Task material -
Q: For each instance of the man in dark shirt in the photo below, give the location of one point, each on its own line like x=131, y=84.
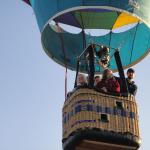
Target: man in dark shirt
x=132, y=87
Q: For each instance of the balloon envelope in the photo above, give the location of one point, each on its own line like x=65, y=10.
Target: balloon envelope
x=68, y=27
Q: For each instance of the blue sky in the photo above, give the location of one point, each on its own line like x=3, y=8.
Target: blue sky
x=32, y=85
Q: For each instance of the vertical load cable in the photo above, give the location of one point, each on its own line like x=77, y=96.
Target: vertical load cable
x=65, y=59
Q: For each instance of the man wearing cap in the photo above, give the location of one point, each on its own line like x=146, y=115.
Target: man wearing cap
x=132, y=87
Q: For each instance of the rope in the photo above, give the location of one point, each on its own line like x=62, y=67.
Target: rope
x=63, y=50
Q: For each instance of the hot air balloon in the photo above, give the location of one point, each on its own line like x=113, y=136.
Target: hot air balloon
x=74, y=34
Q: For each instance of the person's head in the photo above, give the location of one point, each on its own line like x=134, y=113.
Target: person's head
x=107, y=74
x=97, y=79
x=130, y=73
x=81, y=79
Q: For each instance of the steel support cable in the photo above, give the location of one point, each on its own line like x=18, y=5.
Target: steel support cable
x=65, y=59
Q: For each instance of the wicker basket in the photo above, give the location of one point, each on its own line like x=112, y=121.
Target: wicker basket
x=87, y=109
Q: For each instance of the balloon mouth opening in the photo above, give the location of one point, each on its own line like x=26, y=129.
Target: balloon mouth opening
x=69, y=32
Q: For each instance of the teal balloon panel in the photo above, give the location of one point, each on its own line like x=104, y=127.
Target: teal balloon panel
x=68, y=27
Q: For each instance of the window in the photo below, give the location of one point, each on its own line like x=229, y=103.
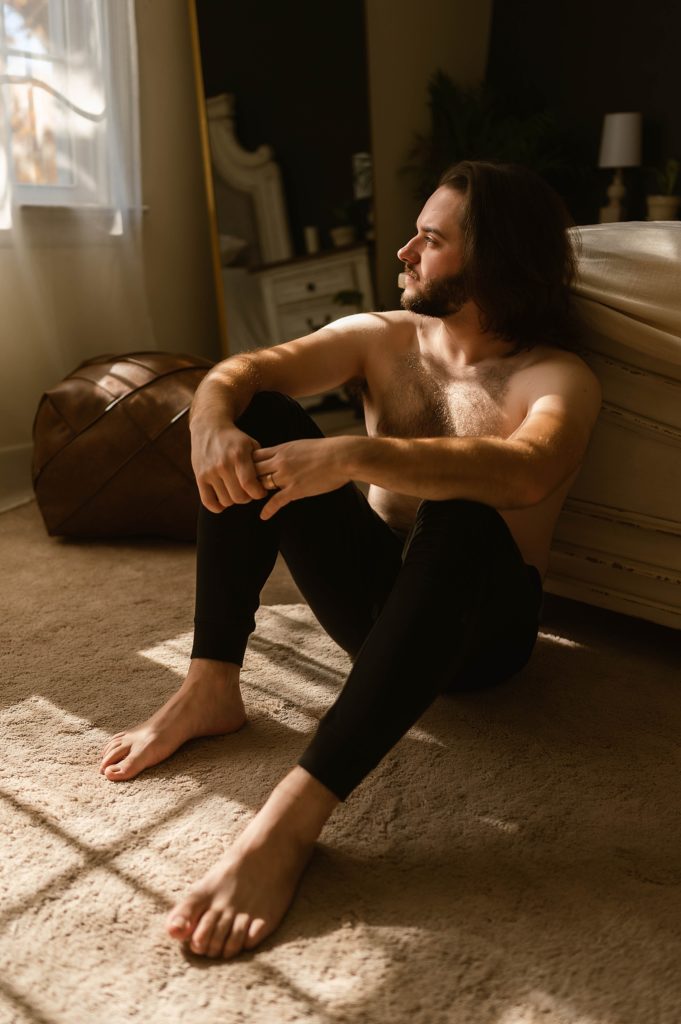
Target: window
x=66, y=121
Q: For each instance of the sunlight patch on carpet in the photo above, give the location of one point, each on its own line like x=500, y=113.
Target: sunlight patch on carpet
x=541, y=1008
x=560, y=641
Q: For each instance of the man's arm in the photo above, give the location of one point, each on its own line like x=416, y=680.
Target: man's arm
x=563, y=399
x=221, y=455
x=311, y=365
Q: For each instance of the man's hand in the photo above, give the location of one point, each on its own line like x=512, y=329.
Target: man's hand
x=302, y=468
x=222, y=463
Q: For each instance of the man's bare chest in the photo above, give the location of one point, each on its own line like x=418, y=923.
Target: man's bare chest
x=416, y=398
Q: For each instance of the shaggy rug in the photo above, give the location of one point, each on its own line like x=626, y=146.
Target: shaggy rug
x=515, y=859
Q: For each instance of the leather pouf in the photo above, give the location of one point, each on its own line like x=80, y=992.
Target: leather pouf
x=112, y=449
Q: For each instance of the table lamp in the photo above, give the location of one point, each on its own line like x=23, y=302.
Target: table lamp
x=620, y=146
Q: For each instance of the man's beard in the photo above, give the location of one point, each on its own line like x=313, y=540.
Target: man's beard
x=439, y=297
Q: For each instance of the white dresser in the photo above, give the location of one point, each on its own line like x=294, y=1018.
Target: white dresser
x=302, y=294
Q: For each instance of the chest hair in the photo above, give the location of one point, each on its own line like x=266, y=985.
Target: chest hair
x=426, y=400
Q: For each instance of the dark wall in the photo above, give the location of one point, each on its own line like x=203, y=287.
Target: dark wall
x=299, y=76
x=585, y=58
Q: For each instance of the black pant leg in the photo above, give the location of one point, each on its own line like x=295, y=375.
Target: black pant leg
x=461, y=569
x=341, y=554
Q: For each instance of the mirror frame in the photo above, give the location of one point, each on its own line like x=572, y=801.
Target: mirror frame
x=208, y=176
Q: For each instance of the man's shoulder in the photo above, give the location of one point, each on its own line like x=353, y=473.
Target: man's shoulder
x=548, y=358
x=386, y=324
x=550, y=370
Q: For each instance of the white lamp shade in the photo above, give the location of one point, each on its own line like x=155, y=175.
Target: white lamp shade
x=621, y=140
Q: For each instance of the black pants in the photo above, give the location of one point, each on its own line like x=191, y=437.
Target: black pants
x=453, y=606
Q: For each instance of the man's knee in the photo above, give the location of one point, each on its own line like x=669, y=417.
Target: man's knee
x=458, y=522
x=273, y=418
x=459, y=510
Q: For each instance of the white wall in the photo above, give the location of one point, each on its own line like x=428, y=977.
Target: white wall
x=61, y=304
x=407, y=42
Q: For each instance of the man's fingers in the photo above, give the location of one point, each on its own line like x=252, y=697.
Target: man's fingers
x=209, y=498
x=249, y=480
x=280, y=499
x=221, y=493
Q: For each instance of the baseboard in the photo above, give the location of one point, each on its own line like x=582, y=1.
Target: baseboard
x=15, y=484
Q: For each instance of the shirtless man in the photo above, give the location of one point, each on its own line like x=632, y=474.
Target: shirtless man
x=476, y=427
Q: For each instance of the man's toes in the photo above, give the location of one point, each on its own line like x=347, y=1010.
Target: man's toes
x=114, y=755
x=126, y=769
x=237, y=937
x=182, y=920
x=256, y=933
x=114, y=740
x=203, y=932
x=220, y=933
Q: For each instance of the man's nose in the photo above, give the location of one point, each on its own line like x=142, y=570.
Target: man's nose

Task description - Every entry should come back exactly as written, only without images.

Task response -
Q: For each instance of the man in dark shirt in the photo below, give the location of one point, each on its own line like x=131, y=84.
Target: man in dark shirt
x=132, y=87
Q: For each instance of the balloon envelope in the photo above, give the location of one point, each on its own line like x=65, y=10.
Target: balloon envelope
x=68, y=27
Q: For each instance of the blue sky in the photo above, give the location of one point, each on its own line like x=3, y=8.
Target: blue sky
x=32, y=85
Q: For each instance of the vertical load cable in the photo above, give the location of one point, each on its own line like x=77, y=96.
Target: vertical load cable
x=65, y=59
Q: For each instance of the man wearing cap in the photo above, give the location of one point, each on its own line like x=146, y=115.
Target: man wearing cap
x=132, y=87
Q: For each instance of the rope in the photo above, give the location of one point, each on its own line like x=62, y=67.
Target: rope
x=63, y=50
Q: For each instance of the hot air balloon in the photo above, give the location of one point, each on its own line like x=113, y=136.
Target: hot air balloon
x=74, y=34
Q: For each instance of the person's head in the photo above, give the location of one point, each on its own line like x=134, y=113.
Target: person's head
x=107, y=74
x=97, y=79
x=130, y=73
x=81, y=79
Q: For each instance of the steel support cable in the photo above, give the location of one point, each on its own line like x=18, y=5.
Target: steel support cable
x=65, y=59
Q: For each instance of the wicker basket in the photo above, give the location of one point, each on its own line like x=112, y=121.
Target: wicker basket
x=87, y=109
Q: For each instance of the balloon mouth opening in the photo above, give the location of one point, each on its own line like x=26, y=129.
Target: balloon mouth opening
x=69, y=32
Q: For each instance of the teal balloon panel in the photo above, give the location of one point, each on its own line like x=104, y=127.
Target: teal balloon panel
x=68, y=27
Q: For each instance of the window in the photo below, give the location of one point, each on its own line like x=229, y=103.
Target: window
x=66, y=121
Q: For each instance of the sunlight patch on carpet in the photo above, give the location of one point, each on its own line like x=500, y=113.
Target: sunlight patch on carpet
x=541, y=1008
x=560, y=641
Q: For each instance of the man's arm in the photo above, give the location of one point, each on its own line like x=416, y=680.
Target: man's arm
x=563, y=399
x=221, y=455
x=311, y=365
Q: For each instance of the man's hand in the photo above, give the location of one point, each on its own line like x=512, y=329.
Target: man's hand
x=302, y=468
x=222, y=463
Q: For each instance of the man's bare chest in the photo above, give the location of one point, each on its own line like x=418, y=923.
Target: man's bare chest
x=416, y=398
Q: For each instance of the shaggy rug in the photo above, give the location of one point, each on its own line like x=626, y=146.
Target: shaggy rug
x=515, y=859
Q: For each instance of the leather pouf in the photo above, give the location of one point, each on its own line like x=80, y=992.
Target: leather pouf
x=112, y=449
Q: For each instance of the table lamp in the photo above, give the location of one point, each on its own line like x=23, y=302.
Target: table lamp
x=620, y=146
Q: For each instance of the man's beard in the photo above, give the location of one point, each on its own line like x=313, y=540.
Target: man's beard
x=439, y=297
Q: For each instance of the white dresser in the photo above, give the location of one point, each on its own line like x=294, y=1018.
Target: white dresser
x=302, y=294
Q: For each instance of the chest hair in the photo above, give the location of one point, each on its own line like x=266, y=985.
Target: chest hair
x=426, y=400
Q: For each instance of the dark wall in the photo above, give the location of one point, each on its own line like x=203, y=287.
Target: dark wall
x=299, y=76
x=585, y=58
Q: For each instance of the black pant leg in the photo above, give the location of one point, each on its own line like x=295, y=375.
Target: black pant leg
x=461, y=569
x=341, y=554
Q: For each instance of the mirror frame in the photo above, give the location of one point, each on its own line like x=572, y=801.
Target: mirror frame
x=208, y=176
Q: For each instance of the man's shoulder in the photo above, give the location of one point, each on its own line like x=353, y=473.
Target: man's shoulder
x=548, y=358
x=386, y=324
x=550, y=370
Q: For each instance of the white lamp shade in the photo above, give the location of one point, each on its own line like x=155, y=175.
Target: white lamp shade
x=621, y=140
Q: For each instance of the black pants in the photo above, give the location of one point, each on its own line like x=191, y=437.
Target: black pants
x=453, y=606
Q: For each instance of the man's knee in the photo above, give the location of one point, each on its own line like x=669, y=417.
Target: man's knee
x=458, y=522
x=273, y=418
x=459, y=510
Q: For each instance of the white wall in the photo above, give the location of one point, each on its own line like x=428, y=977.
Target: white wall
x=61, y=304
x=407, y=42
Q: For each instance of the man's fingers in the photo above, give the location of one point, each on its own line like x=252, y=697.
Target: man's fingers
x=209, y=498
x=249, y=480
x=280, y=499
x=221, y=493
Q: For each instance of the baseboard in the photo above, give the location of one point, each on its own line like x=582, y=1.
Target: baseboard
x=15, y=484
Q: For each instance of the shirtless man in the photo above, give the location of one point, each on its own line like x=632, y=474.
Target: shirtless man
x=476, y=427
Q: For each instance of the man's toes in the photo above, give the location of one point, each on its own line like x=347, y=1010.
Target: man's toes
x=114, y=755
x=126, y=769
x=237, y=937
x=182, y=920
x=256, y=933
x=114, y=740
x=203, y=932
x=220, y=933
Q: For each instance of the man's nose in the photo above, give the location of one point, each on its own line like x=142, y=570.
Target: man's nose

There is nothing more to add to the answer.